**What is needed**
Return each line of the listing that contains the string "segment".

**Exercise materials**
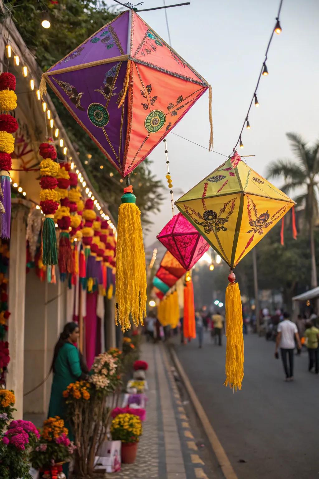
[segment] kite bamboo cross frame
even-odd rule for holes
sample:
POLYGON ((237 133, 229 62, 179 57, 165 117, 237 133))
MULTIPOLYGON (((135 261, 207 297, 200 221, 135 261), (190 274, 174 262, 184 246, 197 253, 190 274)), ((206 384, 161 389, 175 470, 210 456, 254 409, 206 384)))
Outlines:
POLYGON ((44 73, 75 119, 122 177, 130 173, 211 87, 131 9, 44 73))
POLYGON ((296 203, 235 151, 175 204, 232 270, 296 203))

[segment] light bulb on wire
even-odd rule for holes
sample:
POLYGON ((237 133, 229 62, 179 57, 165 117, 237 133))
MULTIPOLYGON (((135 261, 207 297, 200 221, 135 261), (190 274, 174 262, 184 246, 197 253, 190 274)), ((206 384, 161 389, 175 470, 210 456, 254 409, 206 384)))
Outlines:
POLYGON ((256 95, 256 93, 254 93, 254 94, 253 94, 253 96, 254 96, 254 97, 255 97, 255 107, 256 107, 256 108, 258 108, 258 106, 259 106, 259 103, 258 103, 258 100, 257 99, 257 95, 256 95))
POLYGON ((266 77, 267 75, 268 74, 268 68, 267 68, 267 65, 266 65, 266 62, 264 62, 263 65, 264 65, 264 68, 263 68, 263 73, 262 73, 262 74, 263 75, 264 77, 266 77))
POLYGON ((279 22, 279 18, 276 18, 277 20, 277 23, 275 26, 274 31, 275 33, 276 33, 277 35, 279 35, 283 31, 281 26, 280 25, 280 22, 279 22))

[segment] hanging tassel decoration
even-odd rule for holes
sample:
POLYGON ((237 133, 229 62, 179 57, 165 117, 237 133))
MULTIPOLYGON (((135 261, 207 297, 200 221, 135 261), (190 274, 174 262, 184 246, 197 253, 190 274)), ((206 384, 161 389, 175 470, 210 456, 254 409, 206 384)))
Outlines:
POLYGON ((241 292, 232 272, 226 290, 226 380, 233 390, 242 389, 244 376, 244 342, 242 335, 242 309, 241 292))
POLYGON ((145 253, 136 199, 132 185, 127 186, 119 208, 115 323, 123 332, 131 328, 130 316, 135 326, 143 326, 146 314, 145 253))
POLYGON ((9 171, 11 168, 11 154, 14 148, 12 134, 17 131, 18 125, 9 112, 17 107, 15 87, 14 75, 9 72, 0 75, 0 110, 6 112, 0 114, 0 236, 2 239, 10 237, 11 188, 9 171))
POLYGON ((291 217, 292 223, 292 237, 294 240, 297 239, 297 228, 296 227, 296 214, 295 212, 295 206, 291 208, 291 217))

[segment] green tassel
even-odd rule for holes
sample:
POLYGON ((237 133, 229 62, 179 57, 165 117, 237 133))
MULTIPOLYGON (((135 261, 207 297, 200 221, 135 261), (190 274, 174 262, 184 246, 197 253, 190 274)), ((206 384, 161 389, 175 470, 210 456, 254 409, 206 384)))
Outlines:
POLYGON ((44 264, 57 264, 55 227, 52 218, 44 218, 42 230, 42 261, 44 264))

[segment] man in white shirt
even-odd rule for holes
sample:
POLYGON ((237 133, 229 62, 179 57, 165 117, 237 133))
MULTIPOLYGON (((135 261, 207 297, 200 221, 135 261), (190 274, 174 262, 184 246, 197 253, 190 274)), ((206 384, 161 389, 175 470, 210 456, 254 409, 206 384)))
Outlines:
POLYGON ((284 313, 284 320, 278 325, 275 352, 275 357, 278 358, 279 357, 278 348, 278 347, 280 348, 281 359, 286 375, 285 381, 293 381, 294 379, 294 350, 295 338, 297 342, 298 349, 301 349, 297 327, 295 323, 290 321, 288 313, 284 313), (287 355, 289 356, 289 367, 287 361, 287 355))

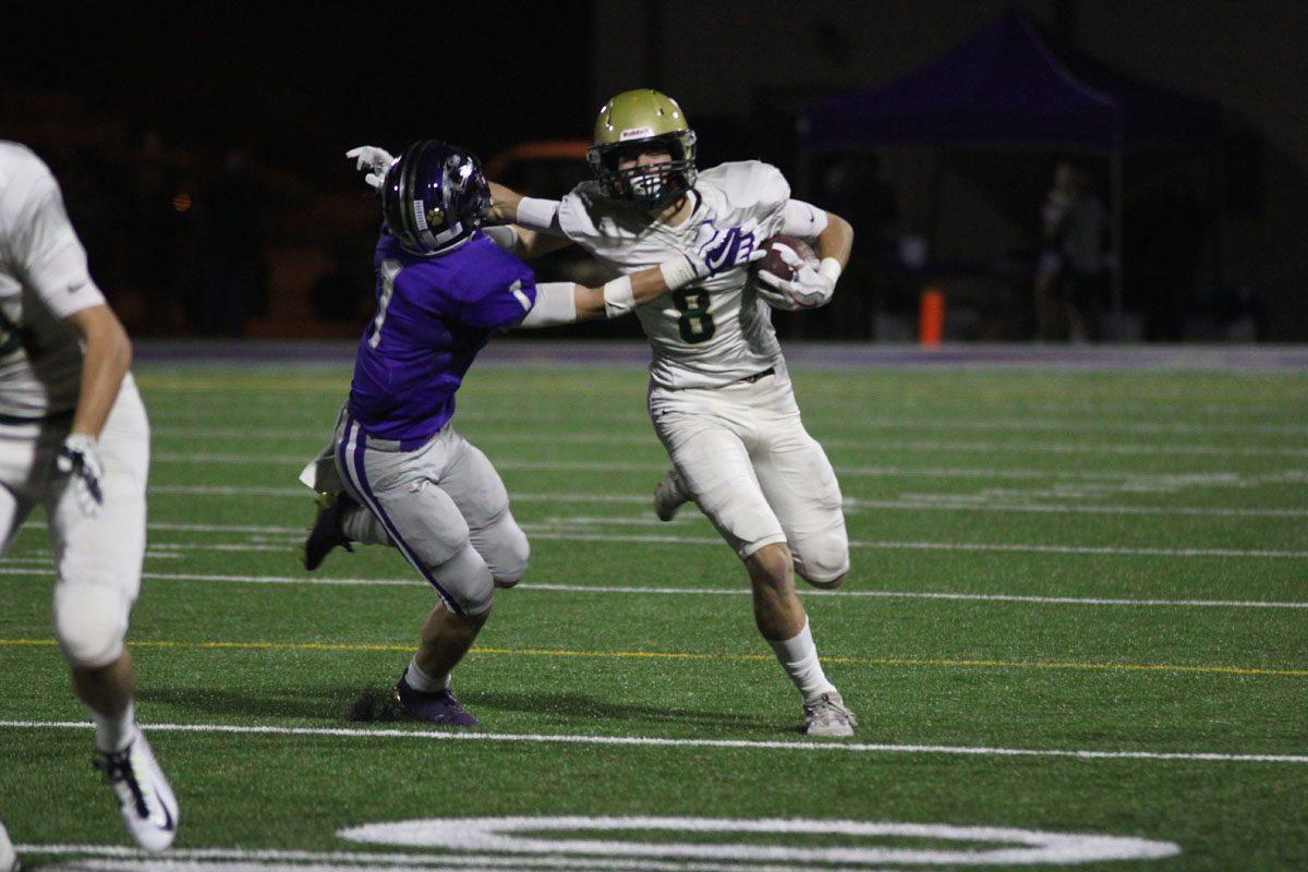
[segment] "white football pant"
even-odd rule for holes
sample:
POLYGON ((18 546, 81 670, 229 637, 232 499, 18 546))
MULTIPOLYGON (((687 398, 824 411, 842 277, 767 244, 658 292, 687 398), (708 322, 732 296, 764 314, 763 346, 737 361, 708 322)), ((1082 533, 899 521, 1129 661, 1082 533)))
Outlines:
POLYGON ((68 659, 99 668, 123 654, 141 586, 149 422, 128 375, 99 437, 105 505, 86 518, 71 478, 55 467, 69 420, 0 424, 0 531, 8 549, 33 507, 46 509, 55 558, 55 631, 68 659))
POLYGON ((785 373, 715 388, 651 384, 649 409, 689 495, 740 560, 789 543, 811 582, 849 570, 840 484, 785 373))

**Task answer**
[segment] kite bamboo cross frame
[segment] light bulb on wire
[segment] hanging tassel decoration
[segment] green tassel
[segment] man in white shirt
[segment] "white football pant"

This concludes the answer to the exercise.